» Exercice écrit:
Reprenez mot pour mot le passage de la critique de Mille et une danses qui va de « Thomas Lebrun déclare » jusqu'à « simplicité et sophistication. » inclus.

» Extrait cité:
····················
A Chaillot, Thomas Lebrun célèbre sa compagnie et la danse dans une vaste pièce, fort généreuse mais inégale, qui se veut festive mais où l’ardeur et la jubilation tardent un peu à venir.
En 2020-2021, le chorégraphe et interprète devait fêter l’anniversaire de sa compagnie Illico fondée vingt ans plus tôt. La pandémie ne lui a pas permis de concrétiser dans les temps son beau projet ; c’est désormais chose faite avec la pièce Mille et une danses, présentée au Festival Montpellier Danse au début de l’été et actuellement à Paris. Celle-ci réunit sur un plateau nu, une importante troupe de quinze interprètes auxquels s’ajoutent des invités épisodiques. Venus d’horizons variés, toutes et tous illustrent une des grandes forces de l’artiste Thomas Lebrun dont le geste revendique une non-assignation aux canons esthétiques classiques pour mieux privilégier la diversité comme la fluidité des générations et des identités. Différents âges, différents corps, différentes cultures se laissent donc contempler avec une belle évidence. D’abord en ligne en fond de scène, puis éparpillés dans l’espace en groupes ou isolément, les nombreux danseurs seront amenés à traverser des climats et des états diamétralement opposés.
Thomas Lebrun déclare son intention de vouloir délivrer une « épopée dansée et émotionnelle, un marathon des sensations ». Il y a bien une dimension épique dans son travail sensible et multi-référencé. On pérégrine entre de nombreuses sources d’inspiration à commencer par les Ballets Russes desquels se revisite un sacre primitif tandis que réapparait un faune revigoré. On reconnaît l’énergie d’Ohad Naharin, la vitalité de Pina Bausch. Le directeur du CCN de Tours n’a pas lésiné sur l’aspect composite de sa pièce portée par un élan qui combine came et urgence, décontraction et précision, grande simplicité et sophistication.
····················
» Annotations par points:
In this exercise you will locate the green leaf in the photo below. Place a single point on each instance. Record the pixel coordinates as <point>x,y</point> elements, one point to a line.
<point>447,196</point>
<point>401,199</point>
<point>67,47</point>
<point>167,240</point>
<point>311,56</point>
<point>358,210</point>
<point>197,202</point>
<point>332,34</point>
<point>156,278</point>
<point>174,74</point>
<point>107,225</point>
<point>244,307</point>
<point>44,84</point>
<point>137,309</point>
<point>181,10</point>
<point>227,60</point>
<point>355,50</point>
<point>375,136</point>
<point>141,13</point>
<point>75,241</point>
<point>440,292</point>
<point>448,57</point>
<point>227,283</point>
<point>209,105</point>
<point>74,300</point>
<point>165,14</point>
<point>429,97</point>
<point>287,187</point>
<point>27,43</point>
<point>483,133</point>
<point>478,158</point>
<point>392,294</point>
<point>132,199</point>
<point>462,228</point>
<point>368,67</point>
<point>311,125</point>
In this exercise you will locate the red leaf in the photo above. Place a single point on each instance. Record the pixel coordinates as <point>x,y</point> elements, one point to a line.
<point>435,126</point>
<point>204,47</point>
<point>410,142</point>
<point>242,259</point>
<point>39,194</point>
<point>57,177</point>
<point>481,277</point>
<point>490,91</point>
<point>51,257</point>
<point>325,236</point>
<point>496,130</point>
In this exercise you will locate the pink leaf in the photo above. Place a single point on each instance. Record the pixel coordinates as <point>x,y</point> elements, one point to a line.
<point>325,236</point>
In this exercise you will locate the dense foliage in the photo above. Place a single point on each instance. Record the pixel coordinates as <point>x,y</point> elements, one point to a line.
····················
» Réponse complète:
Thomas Lebrun déclare son intention de vouloir délivrer une « épopée dansée et émotionnelle, un marathon des sensations ». Il y a bien une dimension épique dans son travail sensible et multi-référencé. On pérégrine entre de nombreuses sources d’inspiration à commencer par les Ballets Russes desquels se revisite un sacre primitif tandis que réapparait un faune revigoré. On reconnaît l’énergie d’Ohad Naharin, la vitalité de Pina Bausch. Le directeur du CCN de Tours n’a pas lésiné sur l’aspect composite de sa pièce portée par un élan qui combine came et urgence, décontraction et précision, grande simplicité et sophistication.